— Start RECORDS FOR THIS EXERCISE —

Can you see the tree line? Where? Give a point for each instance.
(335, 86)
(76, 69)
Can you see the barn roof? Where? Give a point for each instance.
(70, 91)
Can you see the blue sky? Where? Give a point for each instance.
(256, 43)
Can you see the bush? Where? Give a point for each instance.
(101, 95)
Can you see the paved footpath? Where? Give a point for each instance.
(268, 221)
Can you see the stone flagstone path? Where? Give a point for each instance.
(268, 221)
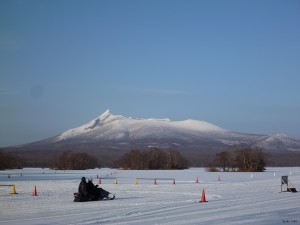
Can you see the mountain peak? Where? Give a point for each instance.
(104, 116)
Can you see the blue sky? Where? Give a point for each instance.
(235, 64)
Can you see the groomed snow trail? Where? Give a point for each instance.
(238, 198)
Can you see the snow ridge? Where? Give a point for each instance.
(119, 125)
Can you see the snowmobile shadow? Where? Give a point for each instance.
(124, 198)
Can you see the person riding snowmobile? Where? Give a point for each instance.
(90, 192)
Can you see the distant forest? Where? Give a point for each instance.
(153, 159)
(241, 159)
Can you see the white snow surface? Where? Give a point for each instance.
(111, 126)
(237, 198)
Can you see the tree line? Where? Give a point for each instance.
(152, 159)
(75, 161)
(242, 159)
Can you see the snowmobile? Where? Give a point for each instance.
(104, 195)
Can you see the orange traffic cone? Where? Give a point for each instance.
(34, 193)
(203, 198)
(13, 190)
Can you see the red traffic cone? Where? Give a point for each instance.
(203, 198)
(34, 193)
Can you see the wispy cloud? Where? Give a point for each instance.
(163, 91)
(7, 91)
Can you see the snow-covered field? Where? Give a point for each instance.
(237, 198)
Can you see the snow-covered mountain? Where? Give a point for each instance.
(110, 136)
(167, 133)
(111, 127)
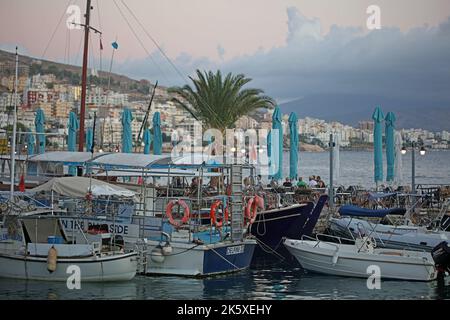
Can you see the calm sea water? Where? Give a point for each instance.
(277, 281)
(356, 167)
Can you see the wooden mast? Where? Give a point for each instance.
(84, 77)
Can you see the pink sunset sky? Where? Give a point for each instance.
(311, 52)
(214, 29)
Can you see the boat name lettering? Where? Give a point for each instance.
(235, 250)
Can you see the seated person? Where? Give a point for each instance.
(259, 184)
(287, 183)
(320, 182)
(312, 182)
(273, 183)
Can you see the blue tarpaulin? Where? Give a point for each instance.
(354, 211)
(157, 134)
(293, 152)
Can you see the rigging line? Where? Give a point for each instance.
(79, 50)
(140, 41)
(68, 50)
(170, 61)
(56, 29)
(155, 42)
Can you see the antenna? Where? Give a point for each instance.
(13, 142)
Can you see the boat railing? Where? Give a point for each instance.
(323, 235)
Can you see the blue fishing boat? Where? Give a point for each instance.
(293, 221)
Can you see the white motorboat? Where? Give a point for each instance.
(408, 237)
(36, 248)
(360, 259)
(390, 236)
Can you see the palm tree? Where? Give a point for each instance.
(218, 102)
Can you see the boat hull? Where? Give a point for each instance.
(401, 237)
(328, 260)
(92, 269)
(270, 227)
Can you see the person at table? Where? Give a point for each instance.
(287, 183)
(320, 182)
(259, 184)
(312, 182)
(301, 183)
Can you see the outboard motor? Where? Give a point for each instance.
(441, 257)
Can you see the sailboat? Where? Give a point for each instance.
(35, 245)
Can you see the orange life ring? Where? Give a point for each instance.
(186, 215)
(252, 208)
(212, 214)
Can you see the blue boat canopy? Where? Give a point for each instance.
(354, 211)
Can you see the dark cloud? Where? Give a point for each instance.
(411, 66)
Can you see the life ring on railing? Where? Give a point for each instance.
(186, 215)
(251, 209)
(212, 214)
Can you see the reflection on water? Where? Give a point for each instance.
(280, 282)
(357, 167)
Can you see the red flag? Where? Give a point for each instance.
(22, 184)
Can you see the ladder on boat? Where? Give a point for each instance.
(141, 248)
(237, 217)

— End RECORDS FOR THIS EXERCISE —
— Start RECORDS FOR THIS EXERCISE —

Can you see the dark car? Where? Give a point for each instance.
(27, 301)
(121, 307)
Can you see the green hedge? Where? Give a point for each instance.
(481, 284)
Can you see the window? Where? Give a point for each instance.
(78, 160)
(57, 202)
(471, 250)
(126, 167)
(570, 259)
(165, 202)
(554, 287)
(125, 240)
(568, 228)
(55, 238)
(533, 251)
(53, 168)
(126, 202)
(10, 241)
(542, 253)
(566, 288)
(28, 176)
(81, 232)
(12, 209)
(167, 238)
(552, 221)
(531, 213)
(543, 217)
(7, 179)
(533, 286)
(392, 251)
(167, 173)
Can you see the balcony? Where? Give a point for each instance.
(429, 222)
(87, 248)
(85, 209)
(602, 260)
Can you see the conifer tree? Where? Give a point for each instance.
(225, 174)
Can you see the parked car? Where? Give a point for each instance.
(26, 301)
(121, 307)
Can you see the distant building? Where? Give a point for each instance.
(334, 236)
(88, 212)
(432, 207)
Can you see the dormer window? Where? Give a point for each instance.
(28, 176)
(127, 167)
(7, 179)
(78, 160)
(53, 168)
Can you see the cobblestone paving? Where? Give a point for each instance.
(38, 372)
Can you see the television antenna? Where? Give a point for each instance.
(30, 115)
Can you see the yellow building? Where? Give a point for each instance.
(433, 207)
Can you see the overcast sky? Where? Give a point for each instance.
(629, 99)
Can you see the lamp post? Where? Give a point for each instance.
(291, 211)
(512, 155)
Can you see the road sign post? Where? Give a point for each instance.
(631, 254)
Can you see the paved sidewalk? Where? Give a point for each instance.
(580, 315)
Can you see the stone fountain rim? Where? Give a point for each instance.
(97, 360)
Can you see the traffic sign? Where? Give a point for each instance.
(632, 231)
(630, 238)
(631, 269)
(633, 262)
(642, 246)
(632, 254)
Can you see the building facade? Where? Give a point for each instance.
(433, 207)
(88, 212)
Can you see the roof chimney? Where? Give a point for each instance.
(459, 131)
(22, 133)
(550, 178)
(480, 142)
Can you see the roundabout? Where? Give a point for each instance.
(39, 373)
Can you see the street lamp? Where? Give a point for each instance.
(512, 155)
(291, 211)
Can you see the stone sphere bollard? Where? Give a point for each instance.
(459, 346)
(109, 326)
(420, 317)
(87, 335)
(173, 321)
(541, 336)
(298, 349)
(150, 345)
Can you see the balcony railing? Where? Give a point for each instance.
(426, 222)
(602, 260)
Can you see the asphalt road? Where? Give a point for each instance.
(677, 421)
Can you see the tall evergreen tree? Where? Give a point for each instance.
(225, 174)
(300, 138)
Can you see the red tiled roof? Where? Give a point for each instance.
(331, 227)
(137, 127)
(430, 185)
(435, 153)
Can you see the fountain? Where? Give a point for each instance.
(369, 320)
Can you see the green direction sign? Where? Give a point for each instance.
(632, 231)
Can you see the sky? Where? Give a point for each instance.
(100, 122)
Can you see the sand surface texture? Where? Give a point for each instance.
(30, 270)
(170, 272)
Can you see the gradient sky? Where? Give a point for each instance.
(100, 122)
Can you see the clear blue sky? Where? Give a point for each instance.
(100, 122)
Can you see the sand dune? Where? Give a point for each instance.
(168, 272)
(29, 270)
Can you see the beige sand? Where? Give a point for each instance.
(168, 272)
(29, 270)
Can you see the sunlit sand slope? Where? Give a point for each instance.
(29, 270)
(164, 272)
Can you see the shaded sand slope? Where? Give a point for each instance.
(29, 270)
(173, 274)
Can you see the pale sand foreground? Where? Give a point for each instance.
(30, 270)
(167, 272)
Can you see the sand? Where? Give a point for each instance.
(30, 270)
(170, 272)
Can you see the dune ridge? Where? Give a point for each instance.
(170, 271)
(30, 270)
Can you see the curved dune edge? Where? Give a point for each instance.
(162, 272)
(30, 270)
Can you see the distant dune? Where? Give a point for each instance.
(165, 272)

— End RECORDS FOR THIS EXERCISE —

EXERCISE AIM
Identify every line in the records that contains the word "post" and copy each of those lines.

EXPECTED OUTPUT
Can you see the lamp post? Where? Give a point for each instance.
Can you see the road sign post? Where? Give a point for each instance.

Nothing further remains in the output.